◆ OBJECTIF A:
Recopiez fidèlement le passage de l'extrait sur le lâcher-prise qui commence aux mots "Dans un précédent" et s'arrête après "concerne le mental.".

────────────────

Dans un précédent message j'ai écrit :

Citation :
Dans le discours "Anapanasati Sutta" L'enseignement de l'attention à la respiration, le Bouddha donne quelques consignes sur la façon de respirer soit d'inspirer et d'expirer en ayant en pensée d'abord les différents organes du corps puis ce qui concerne le mental.

Lorsque le méditant prend conscience de l'impermanence, il peut observer "la disparition progressive du désir".

Cela lui permettra en fait de "contempler le lâcher-prise".

Et Narkissos a répondu :


Narkissos a écrit:
A la limite, désirable ? (Naaaaan ! Wink)

Ce genre de contradiction (désirer ne plus désirer, comme s'attacher au détachement, etc.) et la conscience qu'on en prend éventuellement (ce qui est encore autre chose) peuvent néanmoins être des moments utiles, sinon nécessaires, d'un cheminement -- outre que ce type de pensée est aussi rare que précieux dans une société qui a tellement valorisé le "désir", sans forcément mieux le comprendre, qu'elle se sent désemparée sans lui.

────────────────

◆ OBJECTIF B:
Reproduisez à l'identique, s'il vous plaît, les lignes des enregistrements, depuis le début des enregistrements jusqu'à la ligne contenant "[77,79,100,118]", celle-ci comprise.

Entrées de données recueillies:
────────────────

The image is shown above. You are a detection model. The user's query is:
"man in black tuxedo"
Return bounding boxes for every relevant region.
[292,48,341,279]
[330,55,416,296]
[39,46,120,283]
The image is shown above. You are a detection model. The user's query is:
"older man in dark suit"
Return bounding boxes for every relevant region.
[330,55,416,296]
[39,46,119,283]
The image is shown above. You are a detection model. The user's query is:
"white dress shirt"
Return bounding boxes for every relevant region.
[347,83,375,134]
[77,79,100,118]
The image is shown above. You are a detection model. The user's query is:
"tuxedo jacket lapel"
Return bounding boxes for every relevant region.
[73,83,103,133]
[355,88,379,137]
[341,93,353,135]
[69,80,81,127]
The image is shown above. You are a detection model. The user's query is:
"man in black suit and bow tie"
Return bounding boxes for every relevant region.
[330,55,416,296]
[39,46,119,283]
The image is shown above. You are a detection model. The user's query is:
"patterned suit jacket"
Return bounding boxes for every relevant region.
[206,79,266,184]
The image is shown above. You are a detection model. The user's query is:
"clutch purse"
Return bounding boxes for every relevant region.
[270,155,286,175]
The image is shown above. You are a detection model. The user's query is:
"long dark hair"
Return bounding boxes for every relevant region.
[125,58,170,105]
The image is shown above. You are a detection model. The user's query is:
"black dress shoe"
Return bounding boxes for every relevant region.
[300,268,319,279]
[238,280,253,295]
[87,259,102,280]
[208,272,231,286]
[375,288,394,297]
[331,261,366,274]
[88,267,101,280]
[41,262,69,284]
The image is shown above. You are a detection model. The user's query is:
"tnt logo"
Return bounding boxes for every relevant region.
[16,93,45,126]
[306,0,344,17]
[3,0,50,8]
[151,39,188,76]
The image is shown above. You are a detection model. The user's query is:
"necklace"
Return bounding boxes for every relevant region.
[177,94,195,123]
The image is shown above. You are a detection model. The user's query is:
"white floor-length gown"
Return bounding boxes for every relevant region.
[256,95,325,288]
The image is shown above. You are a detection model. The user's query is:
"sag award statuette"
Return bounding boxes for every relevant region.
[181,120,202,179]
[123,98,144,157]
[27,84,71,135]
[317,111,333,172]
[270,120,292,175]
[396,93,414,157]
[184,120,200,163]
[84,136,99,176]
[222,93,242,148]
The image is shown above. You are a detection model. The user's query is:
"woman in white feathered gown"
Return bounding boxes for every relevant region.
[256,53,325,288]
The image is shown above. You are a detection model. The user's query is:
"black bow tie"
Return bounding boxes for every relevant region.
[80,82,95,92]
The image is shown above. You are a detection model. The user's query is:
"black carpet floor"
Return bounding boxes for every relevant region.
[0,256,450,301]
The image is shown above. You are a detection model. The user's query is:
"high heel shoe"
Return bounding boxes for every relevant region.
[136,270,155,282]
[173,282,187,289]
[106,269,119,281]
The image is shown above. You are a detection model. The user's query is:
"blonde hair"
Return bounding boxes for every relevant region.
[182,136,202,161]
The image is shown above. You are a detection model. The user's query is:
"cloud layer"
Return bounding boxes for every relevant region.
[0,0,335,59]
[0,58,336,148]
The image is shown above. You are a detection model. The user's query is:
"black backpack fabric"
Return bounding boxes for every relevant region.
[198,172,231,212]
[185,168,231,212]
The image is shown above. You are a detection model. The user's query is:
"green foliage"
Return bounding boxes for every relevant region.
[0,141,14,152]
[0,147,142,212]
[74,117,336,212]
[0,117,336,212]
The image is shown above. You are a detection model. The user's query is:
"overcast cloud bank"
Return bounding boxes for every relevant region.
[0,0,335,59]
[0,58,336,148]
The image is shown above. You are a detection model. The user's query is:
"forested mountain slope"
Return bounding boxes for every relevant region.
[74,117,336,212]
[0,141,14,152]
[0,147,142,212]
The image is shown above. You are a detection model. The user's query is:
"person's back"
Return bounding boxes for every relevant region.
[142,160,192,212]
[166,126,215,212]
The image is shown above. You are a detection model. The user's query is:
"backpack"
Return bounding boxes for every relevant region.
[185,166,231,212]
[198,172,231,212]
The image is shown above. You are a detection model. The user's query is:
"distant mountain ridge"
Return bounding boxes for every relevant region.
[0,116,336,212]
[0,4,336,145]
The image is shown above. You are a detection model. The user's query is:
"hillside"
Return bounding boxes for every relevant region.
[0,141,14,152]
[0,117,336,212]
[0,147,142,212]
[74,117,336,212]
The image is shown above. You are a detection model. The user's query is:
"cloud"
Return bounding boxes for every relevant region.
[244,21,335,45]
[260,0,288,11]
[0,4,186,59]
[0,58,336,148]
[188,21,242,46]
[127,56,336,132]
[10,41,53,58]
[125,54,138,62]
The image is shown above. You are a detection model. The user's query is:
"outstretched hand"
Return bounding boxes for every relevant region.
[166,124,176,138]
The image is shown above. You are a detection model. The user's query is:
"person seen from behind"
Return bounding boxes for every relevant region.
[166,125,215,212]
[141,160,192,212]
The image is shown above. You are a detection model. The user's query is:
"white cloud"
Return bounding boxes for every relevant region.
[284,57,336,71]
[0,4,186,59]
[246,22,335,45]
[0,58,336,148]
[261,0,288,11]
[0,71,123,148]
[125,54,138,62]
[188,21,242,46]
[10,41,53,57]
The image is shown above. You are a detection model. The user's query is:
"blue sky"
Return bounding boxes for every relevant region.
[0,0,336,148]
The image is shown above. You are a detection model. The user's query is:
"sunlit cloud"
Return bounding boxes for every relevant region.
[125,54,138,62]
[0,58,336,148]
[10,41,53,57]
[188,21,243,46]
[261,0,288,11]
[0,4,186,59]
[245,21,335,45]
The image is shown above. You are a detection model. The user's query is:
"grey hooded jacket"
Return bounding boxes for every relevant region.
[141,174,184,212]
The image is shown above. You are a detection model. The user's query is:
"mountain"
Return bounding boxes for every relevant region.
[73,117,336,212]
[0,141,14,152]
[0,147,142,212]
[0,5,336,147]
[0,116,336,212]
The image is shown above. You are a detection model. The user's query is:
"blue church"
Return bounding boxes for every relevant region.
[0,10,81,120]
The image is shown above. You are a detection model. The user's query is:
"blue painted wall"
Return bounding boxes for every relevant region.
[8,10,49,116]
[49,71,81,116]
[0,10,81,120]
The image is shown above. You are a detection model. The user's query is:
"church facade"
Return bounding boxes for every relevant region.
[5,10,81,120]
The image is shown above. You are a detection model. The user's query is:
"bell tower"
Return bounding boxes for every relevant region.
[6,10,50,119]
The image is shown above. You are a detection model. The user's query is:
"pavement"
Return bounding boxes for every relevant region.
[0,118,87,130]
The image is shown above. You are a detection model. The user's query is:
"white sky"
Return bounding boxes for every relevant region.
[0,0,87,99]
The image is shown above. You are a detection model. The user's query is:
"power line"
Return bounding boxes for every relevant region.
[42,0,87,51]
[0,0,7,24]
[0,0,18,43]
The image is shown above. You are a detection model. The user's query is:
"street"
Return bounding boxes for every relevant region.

────────────────

◆ BONNE RÉPONSE A:
Dans un précédent message j'ai écrit :

Citation :
Dans le discours "Anapanasati Sutta" L'enseignement de l'attention à la respiration, le Bouddha donne quelques consignes sur la façon de respirer soit d'inspirer et d'expirer en ayant en pensée d'abord les différents organes du corps puis ce qui concerne le mental.

◆ BONNE RÉPONSE B:
The image is shown above. You are a detection model. The user's query is:
"man in black tuxedo"
Return bounding boxes for every relevant region.
[292,48,341,279]
[330,55,416,296]
[39,46,120,283]
The image is shown above. You are a detection model. The user's query is:
"older man in dark suit"
Return bounding boxes for every relevant region.
[330,55,416,296]
[39,46,119,283]
The image is shown above. You are a detection model. The user's query is:
"white dress shirt"
Return bounding boxes for every relevant region.
[347,83,375,134]
[77,79,100,118]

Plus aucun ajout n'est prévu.